> [WHAT NEEDS TO BE DONE]:
With the line containing "Reviewer note: confirm that every instance of the black trousers" as the start and the line containing "Reviewer note: confirm that every instance of the belt" as the end, transcribe that span of the entries below exactly, including both.

(Natural language region descriptions)
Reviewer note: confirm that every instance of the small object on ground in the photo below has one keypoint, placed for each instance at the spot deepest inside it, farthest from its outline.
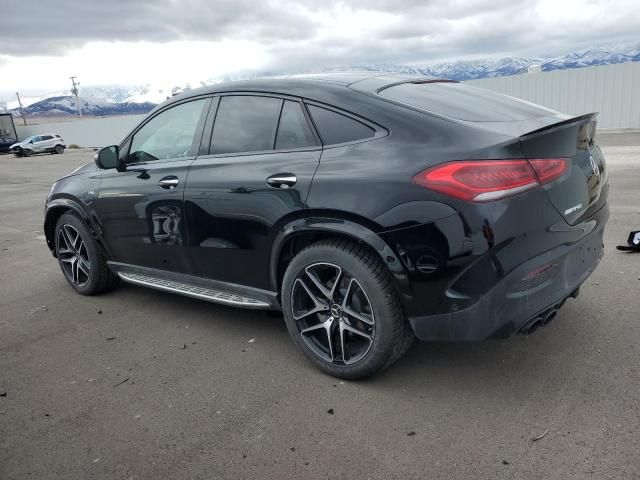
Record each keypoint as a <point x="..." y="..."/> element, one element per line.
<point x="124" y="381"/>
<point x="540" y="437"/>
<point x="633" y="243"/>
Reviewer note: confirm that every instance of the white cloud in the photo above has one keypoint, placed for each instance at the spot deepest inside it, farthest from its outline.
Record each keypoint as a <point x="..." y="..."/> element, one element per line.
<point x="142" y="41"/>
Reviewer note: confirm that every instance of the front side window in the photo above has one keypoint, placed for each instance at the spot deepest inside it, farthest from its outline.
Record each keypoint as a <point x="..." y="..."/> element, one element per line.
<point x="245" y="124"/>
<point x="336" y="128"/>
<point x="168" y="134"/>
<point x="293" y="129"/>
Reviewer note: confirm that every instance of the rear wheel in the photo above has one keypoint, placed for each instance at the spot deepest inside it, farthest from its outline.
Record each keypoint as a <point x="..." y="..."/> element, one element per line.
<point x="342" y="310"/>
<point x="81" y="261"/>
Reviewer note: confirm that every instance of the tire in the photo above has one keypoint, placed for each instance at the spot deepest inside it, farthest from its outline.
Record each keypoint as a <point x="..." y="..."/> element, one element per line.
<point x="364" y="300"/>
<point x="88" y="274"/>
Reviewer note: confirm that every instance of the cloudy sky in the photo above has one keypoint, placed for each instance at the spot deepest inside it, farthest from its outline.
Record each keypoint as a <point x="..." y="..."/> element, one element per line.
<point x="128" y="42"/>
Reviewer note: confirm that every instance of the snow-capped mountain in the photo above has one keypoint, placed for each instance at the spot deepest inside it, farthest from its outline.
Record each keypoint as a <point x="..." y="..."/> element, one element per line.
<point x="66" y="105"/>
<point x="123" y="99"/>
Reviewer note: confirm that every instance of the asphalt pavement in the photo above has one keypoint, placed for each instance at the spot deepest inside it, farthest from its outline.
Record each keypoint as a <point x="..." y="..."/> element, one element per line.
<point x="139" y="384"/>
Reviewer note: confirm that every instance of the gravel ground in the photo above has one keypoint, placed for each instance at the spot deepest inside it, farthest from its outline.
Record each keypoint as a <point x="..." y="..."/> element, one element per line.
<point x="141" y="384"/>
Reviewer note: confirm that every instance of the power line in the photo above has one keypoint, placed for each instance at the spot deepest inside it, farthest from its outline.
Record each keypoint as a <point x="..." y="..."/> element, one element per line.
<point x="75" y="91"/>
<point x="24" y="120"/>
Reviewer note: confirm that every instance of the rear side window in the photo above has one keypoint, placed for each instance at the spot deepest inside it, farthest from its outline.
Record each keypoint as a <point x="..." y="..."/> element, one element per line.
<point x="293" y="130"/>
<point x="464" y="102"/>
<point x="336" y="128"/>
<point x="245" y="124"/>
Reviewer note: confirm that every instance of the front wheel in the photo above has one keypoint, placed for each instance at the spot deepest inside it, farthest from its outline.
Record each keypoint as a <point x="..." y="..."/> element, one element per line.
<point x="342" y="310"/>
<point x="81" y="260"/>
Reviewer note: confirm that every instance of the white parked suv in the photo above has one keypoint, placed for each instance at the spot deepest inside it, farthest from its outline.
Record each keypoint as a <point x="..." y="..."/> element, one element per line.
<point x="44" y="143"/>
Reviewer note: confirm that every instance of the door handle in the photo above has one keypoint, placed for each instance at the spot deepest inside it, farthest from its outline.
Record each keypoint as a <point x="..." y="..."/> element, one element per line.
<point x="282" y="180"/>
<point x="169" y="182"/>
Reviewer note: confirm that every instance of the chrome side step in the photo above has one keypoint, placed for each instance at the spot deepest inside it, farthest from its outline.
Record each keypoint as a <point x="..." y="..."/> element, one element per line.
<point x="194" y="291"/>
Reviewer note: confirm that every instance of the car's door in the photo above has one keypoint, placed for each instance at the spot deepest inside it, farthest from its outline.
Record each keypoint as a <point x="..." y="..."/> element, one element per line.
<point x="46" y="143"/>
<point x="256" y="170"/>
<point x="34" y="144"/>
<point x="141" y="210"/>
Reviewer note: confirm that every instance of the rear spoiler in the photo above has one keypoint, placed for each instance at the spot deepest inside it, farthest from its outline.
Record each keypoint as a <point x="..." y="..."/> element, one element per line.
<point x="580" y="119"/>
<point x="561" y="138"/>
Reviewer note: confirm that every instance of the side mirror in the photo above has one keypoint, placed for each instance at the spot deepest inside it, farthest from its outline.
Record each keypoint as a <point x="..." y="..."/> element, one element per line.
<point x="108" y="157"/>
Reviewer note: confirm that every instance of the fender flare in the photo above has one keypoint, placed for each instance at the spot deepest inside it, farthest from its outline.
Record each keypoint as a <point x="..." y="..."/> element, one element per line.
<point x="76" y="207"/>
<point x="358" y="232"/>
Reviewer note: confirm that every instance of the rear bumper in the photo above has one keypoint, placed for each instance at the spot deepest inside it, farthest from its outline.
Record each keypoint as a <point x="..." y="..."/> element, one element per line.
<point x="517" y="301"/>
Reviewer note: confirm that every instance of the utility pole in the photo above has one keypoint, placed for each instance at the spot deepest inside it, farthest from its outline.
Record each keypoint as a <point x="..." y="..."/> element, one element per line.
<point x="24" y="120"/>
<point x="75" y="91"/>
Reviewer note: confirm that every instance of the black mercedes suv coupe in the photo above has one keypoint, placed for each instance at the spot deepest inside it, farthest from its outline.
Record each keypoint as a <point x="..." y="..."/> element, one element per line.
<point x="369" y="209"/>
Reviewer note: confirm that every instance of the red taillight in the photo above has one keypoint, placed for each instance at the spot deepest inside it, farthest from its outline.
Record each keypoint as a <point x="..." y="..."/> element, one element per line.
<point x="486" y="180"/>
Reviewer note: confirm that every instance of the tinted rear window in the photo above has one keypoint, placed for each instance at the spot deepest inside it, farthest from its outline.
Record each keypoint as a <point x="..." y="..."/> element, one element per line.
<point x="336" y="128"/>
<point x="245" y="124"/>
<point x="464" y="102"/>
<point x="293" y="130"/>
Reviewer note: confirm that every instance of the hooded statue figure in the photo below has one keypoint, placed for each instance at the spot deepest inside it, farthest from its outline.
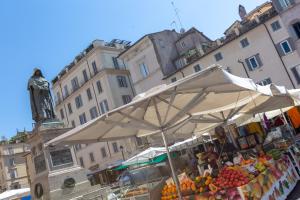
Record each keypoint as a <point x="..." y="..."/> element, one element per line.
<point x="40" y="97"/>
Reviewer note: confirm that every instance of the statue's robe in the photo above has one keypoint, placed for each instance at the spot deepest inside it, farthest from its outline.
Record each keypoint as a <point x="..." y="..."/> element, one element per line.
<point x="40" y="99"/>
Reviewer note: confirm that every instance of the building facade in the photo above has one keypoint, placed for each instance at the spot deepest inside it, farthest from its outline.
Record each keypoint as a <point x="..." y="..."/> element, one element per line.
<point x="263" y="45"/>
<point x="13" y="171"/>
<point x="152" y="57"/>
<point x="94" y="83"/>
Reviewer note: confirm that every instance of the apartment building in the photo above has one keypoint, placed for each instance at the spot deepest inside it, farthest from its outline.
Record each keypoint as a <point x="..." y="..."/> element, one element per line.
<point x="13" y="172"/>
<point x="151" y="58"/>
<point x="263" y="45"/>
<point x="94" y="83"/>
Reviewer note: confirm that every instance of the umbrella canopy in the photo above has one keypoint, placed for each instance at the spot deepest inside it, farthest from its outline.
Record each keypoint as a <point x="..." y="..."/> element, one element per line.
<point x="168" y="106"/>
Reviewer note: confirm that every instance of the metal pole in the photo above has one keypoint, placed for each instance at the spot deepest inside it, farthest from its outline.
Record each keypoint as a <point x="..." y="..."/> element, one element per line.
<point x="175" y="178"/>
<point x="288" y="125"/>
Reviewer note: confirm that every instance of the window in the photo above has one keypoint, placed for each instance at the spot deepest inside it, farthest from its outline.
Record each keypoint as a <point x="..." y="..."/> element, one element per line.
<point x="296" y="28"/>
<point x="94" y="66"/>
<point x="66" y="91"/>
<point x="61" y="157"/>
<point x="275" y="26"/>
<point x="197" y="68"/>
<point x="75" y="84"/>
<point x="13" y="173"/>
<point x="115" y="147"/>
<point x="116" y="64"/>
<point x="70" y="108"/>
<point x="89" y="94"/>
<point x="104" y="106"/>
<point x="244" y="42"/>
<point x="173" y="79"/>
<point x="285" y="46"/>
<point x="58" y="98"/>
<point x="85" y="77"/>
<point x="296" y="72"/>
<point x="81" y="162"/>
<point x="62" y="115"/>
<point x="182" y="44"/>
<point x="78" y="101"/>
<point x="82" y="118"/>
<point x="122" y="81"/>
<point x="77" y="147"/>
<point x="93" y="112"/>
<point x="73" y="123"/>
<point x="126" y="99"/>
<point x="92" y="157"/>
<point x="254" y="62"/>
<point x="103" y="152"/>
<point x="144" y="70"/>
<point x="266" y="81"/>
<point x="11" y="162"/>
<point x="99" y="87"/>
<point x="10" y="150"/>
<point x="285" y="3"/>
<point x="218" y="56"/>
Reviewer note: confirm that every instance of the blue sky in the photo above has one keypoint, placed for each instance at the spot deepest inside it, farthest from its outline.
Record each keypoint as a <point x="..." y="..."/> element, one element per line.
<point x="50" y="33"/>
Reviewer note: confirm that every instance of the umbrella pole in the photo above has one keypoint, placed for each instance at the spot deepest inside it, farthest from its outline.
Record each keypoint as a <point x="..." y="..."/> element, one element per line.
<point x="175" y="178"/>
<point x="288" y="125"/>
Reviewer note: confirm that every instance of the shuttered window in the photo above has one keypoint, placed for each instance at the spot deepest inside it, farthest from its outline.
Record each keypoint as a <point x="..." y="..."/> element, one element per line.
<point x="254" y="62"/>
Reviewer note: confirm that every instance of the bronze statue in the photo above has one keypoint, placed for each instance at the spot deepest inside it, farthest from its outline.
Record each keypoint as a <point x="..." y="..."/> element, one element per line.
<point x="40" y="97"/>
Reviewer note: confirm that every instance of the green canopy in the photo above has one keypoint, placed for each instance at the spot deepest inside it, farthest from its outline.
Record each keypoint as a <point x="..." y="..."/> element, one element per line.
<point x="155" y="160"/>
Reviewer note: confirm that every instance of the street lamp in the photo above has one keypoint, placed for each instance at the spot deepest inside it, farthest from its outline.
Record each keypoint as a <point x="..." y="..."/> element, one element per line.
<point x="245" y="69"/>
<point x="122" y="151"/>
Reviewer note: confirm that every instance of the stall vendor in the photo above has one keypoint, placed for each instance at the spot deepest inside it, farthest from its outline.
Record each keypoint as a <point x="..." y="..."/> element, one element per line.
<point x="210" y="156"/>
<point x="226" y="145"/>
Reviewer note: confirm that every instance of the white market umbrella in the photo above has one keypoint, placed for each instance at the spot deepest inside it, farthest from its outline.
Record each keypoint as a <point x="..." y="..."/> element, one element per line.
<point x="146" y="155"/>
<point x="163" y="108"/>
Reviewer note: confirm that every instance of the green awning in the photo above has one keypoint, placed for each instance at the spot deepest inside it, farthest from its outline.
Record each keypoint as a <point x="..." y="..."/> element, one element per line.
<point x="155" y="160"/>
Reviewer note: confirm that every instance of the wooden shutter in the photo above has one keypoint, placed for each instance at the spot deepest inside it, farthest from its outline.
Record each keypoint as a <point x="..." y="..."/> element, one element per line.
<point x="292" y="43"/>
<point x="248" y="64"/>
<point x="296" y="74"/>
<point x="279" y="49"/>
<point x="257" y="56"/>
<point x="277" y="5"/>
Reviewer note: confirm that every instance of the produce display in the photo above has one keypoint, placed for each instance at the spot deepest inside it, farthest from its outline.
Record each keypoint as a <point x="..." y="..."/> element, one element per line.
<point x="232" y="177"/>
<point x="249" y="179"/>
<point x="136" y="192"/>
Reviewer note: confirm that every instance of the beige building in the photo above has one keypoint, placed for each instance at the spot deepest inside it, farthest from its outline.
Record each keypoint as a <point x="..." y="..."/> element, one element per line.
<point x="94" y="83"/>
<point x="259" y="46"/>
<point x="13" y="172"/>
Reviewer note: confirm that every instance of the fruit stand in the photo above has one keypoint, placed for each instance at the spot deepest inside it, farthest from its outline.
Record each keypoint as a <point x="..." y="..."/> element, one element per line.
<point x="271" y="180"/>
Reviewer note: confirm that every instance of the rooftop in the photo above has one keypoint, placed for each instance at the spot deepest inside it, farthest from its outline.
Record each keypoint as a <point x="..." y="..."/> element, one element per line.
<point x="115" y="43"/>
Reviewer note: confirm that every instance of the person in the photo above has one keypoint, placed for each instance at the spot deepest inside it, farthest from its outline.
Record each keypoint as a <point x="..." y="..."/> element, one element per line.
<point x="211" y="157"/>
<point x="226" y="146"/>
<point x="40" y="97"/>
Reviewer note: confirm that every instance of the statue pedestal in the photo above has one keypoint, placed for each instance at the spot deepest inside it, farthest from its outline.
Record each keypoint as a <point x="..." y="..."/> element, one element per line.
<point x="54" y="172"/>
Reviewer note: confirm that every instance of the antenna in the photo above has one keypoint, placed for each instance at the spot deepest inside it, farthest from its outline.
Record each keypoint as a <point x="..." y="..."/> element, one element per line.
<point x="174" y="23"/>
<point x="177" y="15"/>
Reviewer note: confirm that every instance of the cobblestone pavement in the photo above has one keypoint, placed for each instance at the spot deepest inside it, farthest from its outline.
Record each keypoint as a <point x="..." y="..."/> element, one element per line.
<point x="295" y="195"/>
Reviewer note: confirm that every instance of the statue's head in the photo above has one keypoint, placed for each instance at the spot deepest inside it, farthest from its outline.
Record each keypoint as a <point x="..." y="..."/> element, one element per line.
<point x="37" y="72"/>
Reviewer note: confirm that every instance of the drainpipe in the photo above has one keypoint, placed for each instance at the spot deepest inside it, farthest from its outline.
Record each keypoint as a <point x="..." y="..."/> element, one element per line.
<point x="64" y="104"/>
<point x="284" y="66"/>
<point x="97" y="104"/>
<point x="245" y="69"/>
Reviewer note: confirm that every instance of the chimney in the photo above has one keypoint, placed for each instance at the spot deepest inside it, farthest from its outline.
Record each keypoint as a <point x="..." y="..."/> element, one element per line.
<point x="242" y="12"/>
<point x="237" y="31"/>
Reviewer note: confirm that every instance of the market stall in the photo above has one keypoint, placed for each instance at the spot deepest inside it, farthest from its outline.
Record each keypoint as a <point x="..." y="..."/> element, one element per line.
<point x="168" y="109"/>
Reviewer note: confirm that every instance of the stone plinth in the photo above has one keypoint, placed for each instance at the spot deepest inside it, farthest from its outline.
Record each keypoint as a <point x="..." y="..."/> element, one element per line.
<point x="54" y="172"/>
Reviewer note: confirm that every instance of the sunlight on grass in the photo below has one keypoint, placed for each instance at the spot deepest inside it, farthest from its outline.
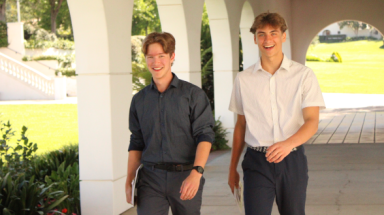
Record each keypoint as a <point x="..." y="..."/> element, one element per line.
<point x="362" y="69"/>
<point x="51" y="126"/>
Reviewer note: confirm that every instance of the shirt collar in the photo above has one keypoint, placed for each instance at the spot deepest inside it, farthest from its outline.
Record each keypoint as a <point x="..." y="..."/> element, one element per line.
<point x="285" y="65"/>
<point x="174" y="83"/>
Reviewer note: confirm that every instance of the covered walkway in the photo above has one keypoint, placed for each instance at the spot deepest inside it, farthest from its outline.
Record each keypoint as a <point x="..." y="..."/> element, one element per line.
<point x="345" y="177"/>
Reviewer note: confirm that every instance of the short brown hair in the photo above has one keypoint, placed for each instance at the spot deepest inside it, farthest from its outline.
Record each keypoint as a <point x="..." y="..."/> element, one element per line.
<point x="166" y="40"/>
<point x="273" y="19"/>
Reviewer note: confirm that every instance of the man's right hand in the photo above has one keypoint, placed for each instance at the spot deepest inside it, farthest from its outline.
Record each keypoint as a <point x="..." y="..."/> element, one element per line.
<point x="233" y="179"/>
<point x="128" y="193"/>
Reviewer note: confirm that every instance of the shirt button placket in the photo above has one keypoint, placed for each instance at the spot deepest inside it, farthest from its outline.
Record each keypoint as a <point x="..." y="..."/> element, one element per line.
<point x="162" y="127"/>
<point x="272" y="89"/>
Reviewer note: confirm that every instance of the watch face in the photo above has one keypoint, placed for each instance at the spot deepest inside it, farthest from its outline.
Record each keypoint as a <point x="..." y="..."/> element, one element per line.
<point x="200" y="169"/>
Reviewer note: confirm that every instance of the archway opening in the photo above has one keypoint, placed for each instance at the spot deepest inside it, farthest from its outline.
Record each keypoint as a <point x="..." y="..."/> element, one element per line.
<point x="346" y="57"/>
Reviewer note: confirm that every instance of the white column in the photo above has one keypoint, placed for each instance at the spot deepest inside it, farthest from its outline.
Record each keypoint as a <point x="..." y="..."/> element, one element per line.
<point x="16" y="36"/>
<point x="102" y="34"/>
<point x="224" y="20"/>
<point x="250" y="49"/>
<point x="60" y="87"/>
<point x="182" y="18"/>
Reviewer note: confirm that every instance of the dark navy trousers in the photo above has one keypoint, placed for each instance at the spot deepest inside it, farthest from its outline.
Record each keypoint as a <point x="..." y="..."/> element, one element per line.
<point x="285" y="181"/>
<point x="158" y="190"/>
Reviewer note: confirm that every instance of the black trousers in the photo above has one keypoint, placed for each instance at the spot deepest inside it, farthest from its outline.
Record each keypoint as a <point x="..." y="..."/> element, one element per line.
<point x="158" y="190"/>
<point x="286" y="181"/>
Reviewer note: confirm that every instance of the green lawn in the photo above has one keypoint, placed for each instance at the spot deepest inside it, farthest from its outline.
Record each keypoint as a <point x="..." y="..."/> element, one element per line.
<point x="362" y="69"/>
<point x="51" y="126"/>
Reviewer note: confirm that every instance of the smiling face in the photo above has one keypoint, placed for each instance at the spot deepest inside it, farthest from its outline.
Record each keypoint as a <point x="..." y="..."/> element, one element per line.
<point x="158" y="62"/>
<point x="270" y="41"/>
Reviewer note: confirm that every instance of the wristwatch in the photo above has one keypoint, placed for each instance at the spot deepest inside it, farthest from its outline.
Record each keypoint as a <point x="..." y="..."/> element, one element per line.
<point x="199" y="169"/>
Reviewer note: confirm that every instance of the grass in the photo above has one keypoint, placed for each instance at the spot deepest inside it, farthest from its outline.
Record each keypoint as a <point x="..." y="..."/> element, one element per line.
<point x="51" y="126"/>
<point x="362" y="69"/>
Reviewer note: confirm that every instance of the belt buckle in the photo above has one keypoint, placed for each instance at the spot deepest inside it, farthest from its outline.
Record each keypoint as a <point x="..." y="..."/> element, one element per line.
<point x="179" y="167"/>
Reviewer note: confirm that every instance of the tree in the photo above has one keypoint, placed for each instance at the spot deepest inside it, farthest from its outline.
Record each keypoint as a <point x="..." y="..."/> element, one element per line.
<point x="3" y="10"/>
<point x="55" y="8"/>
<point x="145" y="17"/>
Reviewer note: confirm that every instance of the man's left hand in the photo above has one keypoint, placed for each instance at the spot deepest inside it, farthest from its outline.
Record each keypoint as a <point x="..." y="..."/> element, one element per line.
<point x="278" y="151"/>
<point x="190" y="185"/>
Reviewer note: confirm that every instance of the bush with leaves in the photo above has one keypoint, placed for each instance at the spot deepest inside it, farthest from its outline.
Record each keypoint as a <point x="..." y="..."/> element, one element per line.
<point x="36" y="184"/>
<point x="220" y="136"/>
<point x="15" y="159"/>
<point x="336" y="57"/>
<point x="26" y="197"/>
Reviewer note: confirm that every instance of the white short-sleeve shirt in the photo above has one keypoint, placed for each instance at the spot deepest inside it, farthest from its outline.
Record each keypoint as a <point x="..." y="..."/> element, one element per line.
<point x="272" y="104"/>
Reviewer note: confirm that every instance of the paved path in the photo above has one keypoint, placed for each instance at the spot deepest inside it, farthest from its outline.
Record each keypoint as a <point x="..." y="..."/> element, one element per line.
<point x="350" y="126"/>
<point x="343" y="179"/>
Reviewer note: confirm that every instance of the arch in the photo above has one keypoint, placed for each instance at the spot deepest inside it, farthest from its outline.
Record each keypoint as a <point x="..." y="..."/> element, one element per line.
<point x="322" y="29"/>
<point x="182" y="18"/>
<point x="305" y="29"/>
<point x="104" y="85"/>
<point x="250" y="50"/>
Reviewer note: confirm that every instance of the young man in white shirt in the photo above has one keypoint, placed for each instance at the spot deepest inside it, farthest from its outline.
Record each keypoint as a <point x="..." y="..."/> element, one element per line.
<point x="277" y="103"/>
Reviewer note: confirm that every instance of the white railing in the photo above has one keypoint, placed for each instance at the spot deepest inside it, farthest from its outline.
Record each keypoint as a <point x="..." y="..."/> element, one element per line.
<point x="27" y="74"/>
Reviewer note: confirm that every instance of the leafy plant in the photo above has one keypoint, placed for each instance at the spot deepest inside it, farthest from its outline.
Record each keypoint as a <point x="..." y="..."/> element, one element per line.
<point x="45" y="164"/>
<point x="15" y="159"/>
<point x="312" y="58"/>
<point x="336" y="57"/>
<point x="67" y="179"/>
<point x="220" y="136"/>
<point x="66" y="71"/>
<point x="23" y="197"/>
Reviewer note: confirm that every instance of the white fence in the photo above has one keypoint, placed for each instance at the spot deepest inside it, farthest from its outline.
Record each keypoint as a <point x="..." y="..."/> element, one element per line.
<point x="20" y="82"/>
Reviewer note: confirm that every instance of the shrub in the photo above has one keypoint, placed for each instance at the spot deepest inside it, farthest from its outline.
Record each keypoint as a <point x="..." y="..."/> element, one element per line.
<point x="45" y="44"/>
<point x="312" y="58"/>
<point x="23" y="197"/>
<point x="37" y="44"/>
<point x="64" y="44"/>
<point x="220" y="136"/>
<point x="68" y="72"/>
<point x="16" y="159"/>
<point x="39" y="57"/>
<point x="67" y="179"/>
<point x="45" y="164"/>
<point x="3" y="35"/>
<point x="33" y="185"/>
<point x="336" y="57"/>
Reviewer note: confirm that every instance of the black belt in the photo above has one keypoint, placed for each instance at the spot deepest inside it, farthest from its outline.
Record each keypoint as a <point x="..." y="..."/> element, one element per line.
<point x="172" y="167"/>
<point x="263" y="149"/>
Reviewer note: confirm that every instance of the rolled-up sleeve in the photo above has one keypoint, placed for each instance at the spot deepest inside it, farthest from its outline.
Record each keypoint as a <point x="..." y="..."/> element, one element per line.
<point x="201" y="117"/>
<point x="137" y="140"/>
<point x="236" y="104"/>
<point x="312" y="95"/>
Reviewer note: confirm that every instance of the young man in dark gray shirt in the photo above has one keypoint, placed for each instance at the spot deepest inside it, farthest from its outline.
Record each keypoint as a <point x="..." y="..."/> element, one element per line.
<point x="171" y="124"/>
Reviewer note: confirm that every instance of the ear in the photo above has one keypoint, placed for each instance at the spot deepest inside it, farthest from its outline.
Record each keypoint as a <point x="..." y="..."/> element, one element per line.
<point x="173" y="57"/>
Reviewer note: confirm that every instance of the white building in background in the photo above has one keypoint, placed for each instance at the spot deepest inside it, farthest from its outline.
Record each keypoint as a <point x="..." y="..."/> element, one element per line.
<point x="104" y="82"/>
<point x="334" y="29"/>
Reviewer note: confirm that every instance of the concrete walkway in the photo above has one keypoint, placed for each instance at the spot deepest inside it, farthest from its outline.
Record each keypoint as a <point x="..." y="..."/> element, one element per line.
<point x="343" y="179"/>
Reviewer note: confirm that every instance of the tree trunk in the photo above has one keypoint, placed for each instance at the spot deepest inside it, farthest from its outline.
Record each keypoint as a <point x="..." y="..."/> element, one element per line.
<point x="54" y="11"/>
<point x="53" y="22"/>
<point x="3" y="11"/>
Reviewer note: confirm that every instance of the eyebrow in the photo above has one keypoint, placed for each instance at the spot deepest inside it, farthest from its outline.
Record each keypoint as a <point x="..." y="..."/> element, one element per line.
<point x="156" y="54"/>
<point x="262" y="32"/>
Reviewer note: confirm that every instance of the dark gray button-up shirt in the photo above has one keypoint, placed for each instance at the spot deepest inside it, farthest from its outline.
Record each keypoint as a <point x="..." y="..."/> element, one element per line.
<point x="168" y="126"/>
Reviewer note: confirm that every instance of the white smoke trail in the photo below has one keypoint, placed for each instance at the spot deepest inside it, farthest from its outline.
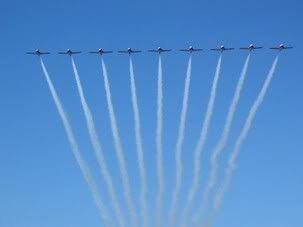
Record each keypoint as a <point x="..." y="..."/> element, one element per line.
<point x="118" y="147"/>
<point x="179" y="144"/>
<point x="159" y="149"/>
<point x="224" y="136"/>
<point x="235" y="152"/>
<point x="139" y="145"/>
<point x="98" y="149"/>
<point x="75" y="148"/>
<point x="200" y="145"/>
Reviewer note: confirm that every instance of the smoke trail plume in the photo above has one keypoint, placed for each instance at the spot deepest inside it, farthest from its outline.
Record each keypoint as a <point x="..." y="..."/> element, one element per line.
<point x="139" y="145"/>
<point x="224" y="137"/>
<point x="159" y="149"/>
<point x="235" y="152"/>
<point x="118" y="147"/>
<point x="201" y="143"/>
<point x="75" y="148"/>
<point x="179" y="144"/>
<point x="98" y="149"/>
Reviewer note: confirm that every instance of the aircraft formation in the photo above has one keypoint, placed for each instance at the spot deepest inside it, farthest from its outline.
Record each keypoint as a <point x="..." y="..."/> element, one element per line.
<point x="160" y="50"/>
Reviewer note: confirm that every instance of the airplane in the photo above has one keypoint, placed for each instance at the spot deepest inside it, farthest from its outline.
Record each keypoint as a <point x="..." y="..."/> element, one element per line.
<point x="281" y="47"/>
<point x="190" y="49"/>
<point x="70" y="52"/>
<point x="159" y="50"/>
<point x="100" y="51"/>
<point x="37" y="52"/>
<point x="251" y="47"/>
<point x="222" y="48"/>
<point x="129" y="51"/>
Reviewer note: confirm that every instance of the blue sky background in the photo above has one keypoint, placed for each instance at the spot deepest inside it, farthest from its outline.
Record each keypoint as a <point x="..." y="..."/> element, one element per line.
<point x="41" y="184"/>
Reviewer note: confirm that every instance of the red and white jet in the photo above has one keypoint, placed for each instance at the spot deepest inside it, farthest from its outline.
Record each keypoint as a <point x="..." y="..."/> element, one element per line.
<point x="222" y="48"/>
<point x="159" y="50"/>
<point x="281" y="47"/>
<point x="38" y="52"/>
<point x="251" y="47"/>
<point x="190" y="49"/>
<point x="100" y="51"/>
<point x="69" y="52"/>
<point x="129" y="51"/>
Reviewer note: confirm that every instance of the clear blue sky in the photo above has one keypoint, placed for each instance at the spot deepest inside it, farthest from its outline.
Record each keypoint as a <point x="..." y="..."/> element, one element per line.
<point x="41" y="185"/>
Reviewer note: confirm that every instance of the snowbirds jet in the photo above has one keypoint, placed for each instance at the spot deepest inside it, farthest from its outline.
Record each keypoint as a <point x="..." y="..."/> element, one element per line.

> [SOLUTION TO THE EXERCISE]:
Reviewer note: confirm that every instance of the black trousers in the photo above has one keypoint, placed for each instance at the spot deepest inside it, farthest from its outline.
Record each keypoint as a <point x="..." y="..."/> element, one element per line.
<point x="158" y="190"/>
<point x="286" y="181"/>
Reviewer note: confirm that every instance of the green lawn in the photo above has one keypoint, placed for each instance at the spot deepest inside it, farthest from its outline.
Record each keypoint as a <point x="..." y="..."/> element, one element per line.
<point x="362" y="69"/>
<point x="51" y="126"/>
Reviewer note: confirm that every instance of the smiling face in the photo above has one keypoint, placed for each instance at the spot deepest inside it, farthest from its outline.
Record each keypoint as a <point x="..." y="..."/> element, one element per line.
<point x="158" y="62"/>
<point x="270" y="41"/>
Reviewer note: confirm that every instance of the wristwatch in the photo above has one keypoint, placed for each instance at the spot deepest inside it, farthest from its outline.
Record each keypoint as a <point x="..." y="..."/> element, one element per line.
<point x="199" y="169"/>
Reviewer note: confirm that every instance of the grass in the photo above has one keypoint, placed for each instance at the spot deepest inside it, farthest from its outline.
Record each keypoint as a <point x="..." y="..."/> element, one element per line.
<point x="51" y="126"/>
<point x="362" y="69"/>
Reviewer note: confirm that every instance of the belt buckle in the photo above has one keypoint, placed for each instance at the spot deepest inside it, farthest from its outline.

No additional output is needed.